## RECORDS PROVIDED
##########

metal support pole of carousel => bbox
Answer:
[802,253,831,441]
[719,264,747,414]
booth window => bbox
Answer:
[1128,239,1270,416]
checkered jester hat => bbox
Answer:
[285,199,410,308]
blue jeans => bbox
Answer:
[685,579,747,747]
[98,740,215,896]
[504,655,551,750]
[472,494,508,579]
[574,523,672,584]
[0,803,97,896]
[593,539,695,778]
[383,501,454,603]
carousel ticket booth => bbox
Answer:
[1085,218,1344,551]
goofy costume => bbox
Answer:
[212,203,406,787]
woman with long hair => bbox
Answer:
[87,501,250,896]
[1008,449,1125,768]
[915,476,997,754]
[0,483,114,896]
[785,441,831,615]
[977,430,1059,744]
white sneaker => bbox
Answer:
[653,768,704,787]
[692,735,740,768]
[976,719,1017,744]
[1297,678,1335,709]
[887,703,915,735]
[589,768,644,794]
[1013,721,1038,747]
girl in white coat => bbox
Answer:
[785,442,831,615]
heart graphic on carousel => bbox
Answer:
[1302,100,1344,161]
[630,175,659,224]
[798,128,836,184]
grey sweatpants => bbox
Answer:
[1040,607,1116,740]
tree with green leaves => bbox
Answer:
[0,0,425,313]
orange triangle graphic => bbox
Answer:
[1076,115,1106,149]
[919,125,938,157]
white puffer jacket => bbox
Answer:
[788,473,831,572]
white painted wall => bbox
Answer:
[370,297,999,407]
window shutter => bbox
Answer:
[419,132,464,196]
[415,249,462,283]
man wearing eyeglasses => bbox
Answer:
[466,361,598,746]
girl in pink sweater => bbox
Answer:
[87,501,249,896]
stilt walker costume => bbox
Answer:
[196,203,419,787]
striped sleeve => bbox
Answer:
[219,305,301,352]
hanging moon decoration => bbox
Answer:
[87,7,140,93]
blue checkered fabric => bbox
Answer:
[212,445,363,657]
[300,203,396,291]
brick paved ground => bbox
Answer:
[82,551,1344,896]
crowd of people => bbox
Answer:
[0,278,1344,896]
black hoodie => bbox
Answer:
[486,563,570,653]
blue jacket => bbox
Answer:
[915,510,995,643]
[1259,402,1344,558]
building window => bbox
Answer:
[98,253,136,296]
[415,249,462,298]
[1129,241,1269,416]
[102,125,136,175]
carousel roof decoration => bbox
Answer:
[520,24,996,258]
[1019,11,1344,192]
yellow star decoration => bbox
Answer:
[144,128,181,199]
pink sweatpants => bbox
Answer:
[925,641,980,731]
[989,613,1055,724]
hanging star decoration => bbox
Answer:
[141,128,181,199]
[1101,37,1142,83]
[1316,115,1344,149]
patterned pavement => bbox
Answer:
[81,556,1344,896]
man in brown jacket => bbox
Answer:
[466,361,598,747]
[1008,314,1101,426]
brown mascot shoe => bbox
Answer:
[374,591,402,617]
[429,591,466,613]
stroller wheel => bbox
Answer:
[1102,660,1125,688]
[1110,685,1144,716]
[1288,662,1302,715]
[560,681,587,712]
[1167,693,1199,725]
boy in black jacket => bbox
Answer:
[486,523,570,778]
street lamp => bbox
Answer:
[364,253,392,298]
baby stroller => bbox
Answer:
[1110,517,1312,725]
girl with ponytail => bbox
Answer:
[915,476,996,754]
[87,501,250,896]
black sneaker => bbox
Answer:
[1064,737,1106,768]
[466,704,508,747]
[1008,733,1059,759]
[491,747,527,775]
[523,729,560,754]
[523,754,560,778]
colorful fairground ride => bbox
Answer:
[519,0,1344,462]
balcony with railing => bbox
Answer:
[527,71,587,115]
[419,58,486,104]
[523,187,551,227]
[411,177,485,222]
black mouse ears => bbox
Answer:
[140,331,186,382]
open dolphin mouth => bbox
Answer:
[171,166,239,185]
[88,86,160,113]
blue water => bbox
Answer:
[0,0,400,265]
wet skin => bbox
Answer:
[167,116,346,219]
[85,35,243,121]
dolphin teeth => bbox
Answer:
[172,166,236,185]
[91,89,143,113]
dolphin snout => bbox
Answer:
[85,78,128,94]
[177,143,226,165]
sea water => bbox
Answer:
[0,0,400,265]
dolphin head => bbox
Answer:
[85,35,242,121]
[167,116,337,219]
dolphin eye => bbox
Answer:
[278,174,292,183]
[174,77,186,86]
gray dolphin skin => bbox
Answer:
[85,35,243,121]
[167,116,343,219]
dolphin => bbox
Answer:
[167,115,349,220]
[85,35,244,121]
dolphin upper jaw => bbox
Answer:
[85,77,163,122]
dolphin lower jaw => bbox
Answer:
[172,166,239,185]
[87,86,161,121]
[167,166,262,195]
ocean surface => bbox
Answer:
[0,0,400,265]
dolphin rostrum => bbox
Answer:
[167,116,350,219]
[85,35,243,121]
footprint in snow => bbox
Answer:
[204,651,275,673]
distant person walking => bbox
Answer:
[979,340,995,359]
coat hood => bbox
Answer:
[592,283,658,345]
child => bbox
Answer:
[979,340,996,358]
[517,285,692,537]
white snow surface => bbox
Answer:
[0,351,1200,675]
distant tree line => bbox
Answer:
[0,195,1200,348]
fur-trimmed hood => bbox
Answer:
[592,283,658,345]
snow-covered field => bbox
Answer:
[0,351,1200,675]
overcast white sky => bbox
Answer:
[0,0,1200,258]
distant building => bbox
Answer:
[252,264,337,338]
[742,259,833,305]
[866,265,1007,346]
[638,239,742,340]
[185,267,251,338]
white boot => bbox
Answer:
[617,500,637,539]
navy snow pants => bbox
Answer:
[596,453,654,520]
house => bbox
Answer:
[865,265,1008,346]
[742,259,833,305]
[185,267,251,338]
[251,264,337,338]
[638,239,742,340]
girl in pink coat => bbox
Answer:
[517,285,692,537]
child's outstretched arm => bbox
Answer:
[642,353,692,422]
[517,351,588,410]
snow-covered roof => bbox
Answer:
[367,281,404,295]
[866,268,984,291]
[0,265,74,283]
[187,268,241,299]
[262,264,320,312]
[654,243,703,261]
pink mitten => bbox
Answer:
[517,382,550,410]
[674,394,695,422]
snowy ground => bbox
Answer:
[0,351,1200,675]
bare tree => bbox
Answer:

##########

## EXERCISE OBJECTIVE
Reproduce all of the rows above verbatim, from the first line to the last.

## WRITTEN SOLUTION
metal support pole of carousel => bbox
Answer:
[802,253,831,441]
[719,264,747,414]
booth window => bbox
Answer:
[1128,239,1270,416]
checkered jester hat => bbox
Answer:
[285,199,410,308]
blue jeans => bbox
Answer:
[685,579,747,747]
[98,740,215,896]
[504,655,551,750]
[472,494,508,579]
[574,523,672,584]
[0,803,97,896]
[593,539,695,778]
[383,501,454,603]
carousel ticket booth => bbox
Answer:
[1085,218,1344,551]
goofy costume => bbox
Answer:
[212,203,406,787]
woman with long hair => bbox
Answer:
[87,501,250,896]
[1008,449,1125,768]
[915,476,997,754]
[0,483,114,896]
[785,441,831,615]
[977,430,1059,744]
white sneaker => bbox
Answer:
[653,768,704,787]
[692,735,740,768]
[976,719,1017,744]
[1297,678,1335,709]
[887,703,915,735]
[589,768,644,794]
[1013,721,1038,747]
girl in white coat => bbox
Answer:
[785,442,831,615]
heart graphic on carousel => bbox
Answer:
[1302,100,1344,161]
[630,175,659,224]
[798,128,836,184]
grey sweatpants => bbox
Answer:
[1040,607,1116,740]
tree with green leaves => bbox
Answer:
[0,0,425,313]
orange triangle graphic => bbox
Answer:
[1076,115,1106,149]
[919,125,938,157]
white puffer jacket => bbox
Answer:
[788,473,831,572]
white painted wall => bbox
Answer:
[370,297,999,407]
window shutter => bbox
Answer:
[419,132,464,196]
[415,249,462,283]
man wearing eyeglasses => bbox
Answer:
[466,361,598,746]
girl in pink sweater => bbox
Answer:
[87,501,249,896]
stilt walker costume => bbox
Answer:
[196,203,419,787]
striped sleeve => bbox
Answer:
[219,305,301,352]
hanging moon decoration => bbox
Answer:
[87,7,140,93]
blue checkered fabric => bbox
Answer:
[212,445,363,657]
[300,203,396,291]
brick paved ground => bbox
Answer:
[82,551,1344,896]
crowd of people => bbox
Answer:
[0,278,1344,896]
black hoodie => bbox
Answer:
[486,563,570,653]
blue jacket => bbox
Answer:
[915,510,995,643]
[1259,402,1344,558]
building window => bbox
Answer:
[98,253,136,296]
[415,249,462,298]
[1129,241,1269,416]
[102,125,136,175]
carousel roof decoration => bbox
Answer:
[520,24,996,258]
[1019,11,1344,192]
yellow star decoration => bbox
Answer:
[144,128,181,199]
pink sweatpants => bbox
Answer:
[925,641,980,731]
[989,613,1055,724]
hanging star decoration => bbox
Answer:
[141,128,181,199]
[1101,37,1142,83]
[1316,115,1344,149]
patterned pavement => bbox
Answer:
[81,556,1344,896]
man in brown jacket => bbox
Answer:
[466,361,598,747]
[1008,314,1101,426]
brown mascot shoe => bbox
Answer:
[374,591,402,617]
[429,591,466,613]
stroller wheel => bbox
Answer:
[1102,660,1125,688]
[1110,685,1144,716]
[1288,662,1302,715]
[560,681,587,712]
[1167,693,1199,725]
boy in black jacket => bbox
Answer:
[486,523,570,778]
street lamp => bbox
Answer:
[364,253,392,298]
baby stroller => bbox
Answer:
[1110,517,1312,725]
girl with ponytail => bbox
Answer:
[915,476,996,754]
[87,501,250,896]
black sneaker => bbox
Answer:
[1064,737,1106,768]
[466,704,508,747]
[1008,733,1059,759]
[491,747,527,775]
[523,729,560,754]
[523,754,560,778]
colorful fairground ride => bbox
Answer:
[519,0,1344,462]
balcony with railing => bbox
Answer:
[527,71,587,115]
[419,58,486,104]
[523,187,551,227]
[411,177,485,222]
black mouse ears => bbox
Answer:
[140,331,186,382]
open dolphin mouth => bbox
Answer:
[171,166,239,185]
[88,86,160,113]
blue water => bbox
Answer:
[0,0,400,265]
wet skin => bbox
Answer:
[167,116,346,219]
[85,35,243,121]
dolphin teeth => bbox
Answer:
[172,166,236,185]
[91,89,143,113]
dolphin snout => bbox
Answer:
[85,78,128,94]
[177,143,226,165]
sea water => bbox
Answer:
[0,0,400,265]
dolphin head => bbox
Answer:
[85,35,242,121]
[167,116,337,219]
dolphin eye => bbox
Answer:
[278,174,292,183]
[174,77,186,86]
gray dolphin skin => bbox
Answer:
[85,35,243,121]
[167,116,343,219]
dolphin => bbox
Answer:
[167,115,349,220]
[85,35,244,121]
dolphin upper jaw => bbox
Answer:
[85,77,163,122]
dolphin lower jaw => bbox
Answer:
[172,166,239,185]
[87,86,161,121]
[167,166,262,195]
ocean surface => bbox
Answer:
[0,0,400,265]
dolphin rostrum => bbox
Answer:
[167,116,350,219]
[85,35,243,121]
footprint in snow => bbox
Answer:
[204,651,275,673]
distant person walking => bbox
Answer:
[979,340,995,359]
coat hood => bbox
Answer:
[592,283,658,345]
child => bbox
Answer:
[979,340,996,358]
[517,285,692,537]
white snow surface => bbox
Answer:
[0,351,1200,675]
distant tree line => bbox
Answer:
[0,195,1200,348]
fur-trimmed hood => bbox
Answer:
[592,283,658,345]
snow-covered field => bbox
Answer:
[0,351,1200,675]
overcast white sky => bbox
Answer:
[0,0,1200,258]
distant building => bbox
Answer:
[252,264,337,338]
[742,259,833,305]
[866,265,1007,346]
[638,239,742,340]
[185,267,251,338]
white boot => bbox
Answer:
[617,500,637,539]
navy snow pants => bbox
Answer:
[596,453,654,520]
house => bbox
Answer:
[865,265,1008,346]
[742,259,833,305]
[185,267,251,338]
[251,264,337,338]
[638,239,742,340]
girl in pink coat => bbox
Answer:
[517,285,692,537]
child's outstretched arm => bbox
Answer:
[642,353,692,422]
[517,351,588,410]
snow-covered roof => bbox
Answer:
[367,281,404,295]
[866,268,984,291]
[0,265,74,283]
[187,268,241,299]
[262,264,320,312]
[654,243,703,261]
pink mitten => bbox
Answer:
[517,382,550,410]
[674,394,695,422]
snowy ground => bbox
Answer:
[0,351,1200,675]
bare tree => bbox
Answer:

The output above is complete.